Task instructions: Rewrite the lines below, starting with the one containing "of the rear" and continuing through the final line, with both ends included. Multiply every x and y coordinate in the answers by 0.6 and round to whole numbers, halves up, leaving all other text as it stands.

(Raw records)
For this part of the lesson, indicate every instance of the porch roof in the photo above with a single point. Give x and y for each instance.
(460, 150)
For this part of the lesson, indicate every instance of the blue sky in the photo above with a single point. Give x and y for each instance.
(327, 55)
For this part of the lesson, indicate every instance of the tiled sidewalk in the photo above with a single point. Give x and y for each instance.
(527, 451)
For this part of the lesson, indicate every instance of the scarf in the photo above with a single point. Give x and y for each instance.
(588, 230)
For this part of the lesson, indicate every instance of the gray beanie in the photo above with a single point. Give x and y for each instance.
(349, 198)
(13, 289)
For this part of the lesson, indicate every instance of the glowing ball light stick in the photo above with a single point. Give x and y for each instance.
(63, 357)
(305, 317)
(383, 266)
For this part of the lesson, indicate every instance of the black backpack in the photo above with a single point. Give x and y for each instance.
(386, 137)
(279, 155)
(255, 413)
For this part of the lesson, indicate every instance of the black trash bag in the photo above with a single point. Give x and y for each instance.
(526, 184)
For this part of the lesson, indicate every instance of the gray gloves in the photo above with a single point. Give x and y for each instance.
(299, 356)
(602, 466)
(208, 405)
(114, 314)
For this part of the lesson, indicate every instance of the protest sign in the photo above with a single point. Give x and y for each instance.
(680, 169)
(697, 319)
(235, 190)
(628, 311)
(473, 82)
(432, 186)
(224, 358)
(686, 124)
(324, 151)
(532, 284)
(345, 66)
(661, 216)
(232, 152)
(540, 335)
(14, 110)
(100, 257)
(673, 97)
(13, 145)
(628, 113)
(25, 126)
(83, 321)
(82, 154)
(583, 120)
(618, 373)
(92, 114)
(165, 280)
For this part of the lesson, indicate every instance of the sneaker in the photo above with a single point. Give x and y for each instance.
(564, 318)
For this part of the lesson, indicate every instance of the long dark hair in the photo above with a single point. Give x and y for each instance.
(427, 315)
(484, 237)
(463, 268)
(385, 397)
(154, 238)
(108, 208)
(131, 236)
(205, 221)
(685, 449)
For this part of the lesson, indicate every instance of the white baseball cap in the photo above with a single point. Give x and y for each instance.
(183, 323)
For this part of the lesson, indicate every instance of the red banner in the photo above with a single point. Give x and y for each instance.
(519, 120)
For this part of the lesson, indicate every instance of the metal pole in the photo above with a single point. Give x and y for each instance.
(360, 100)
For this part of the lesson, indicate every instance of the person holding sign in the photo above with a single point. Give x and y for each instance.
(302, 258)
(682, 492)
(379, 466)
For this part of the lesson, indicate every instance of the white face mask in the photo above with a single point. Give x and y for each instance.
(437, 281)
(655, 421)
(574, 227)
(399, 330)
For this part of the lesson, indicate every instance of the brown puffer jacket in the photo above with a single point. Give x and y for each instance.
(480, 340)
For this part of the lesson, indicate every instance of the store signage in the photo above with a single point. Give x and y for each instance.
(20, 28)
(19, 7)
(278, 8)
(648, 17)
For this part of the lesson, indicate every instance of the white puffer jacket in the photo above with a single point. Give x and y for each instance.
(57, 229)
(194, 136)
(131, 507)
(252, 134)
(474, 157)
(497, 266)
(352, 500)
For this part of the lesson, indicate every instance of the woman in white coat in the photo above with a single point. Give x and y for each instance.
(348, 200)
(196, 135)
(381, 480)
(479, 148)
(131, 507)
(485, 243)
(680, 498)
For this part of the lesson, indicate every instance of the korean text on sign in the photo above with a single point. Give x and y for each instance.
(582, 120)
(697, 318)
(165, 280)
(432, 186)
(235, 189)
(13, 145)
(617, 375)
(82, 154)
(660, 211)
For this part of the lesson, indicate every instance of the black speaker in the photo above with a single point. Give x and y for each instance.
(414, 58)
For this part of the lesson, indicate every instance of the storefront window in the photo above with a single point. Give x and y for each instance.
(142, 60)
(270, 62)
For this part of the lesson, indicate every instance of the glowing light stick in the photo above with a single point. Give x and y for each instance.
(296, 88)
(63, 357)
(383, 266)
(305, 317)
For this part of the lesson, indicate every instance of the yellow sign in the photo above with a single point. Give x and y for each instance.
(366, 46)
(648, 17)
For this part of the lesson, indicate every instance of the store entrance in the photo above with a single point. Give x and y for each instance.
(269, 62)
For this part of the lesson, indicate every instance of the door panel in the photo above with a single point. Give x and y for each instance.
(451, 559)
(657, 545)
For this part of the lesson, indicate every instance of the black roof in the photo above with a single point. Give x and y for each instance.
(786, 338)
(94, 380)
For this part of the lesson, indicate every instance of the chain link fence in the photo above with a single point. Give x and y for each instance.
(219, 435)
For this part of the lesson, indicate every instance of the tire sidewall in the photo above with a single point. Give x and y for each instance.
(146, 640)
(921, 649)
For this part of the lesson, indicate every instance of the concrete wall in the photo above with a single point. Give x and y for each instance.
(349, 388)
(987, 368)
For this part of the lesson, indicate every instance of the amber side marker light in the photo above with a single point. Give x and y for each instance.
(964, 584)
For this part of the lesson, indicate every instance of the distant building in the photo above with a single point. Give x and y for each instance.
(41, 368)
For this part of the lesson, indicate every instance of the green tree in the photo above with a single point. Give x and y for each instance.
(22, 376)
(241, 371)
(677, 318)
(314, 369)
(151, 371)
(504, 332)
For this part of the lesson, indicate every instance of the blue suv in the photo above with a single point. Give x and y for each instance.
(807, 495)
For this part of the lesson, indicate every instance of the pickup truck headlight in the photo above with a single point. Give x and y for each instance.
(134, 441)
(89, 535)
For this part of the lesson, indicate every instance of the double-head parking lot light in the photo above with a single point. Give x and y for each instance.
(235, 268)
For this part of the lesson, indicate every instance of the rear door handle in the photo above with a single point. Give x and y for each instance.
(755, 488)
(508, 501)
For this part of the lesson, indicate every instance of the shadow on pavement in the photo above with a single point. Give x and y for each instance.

Answer for the task:
For this part of the lesson, indicate every instance of the rear door handle in the photo above with a single point. Give x and y for each instance.
(453, 293)
(305, 301)
For this part of the lesson, indicate every instance of the shadow on pavement in the photo above with a single point. Give x and y for each instance.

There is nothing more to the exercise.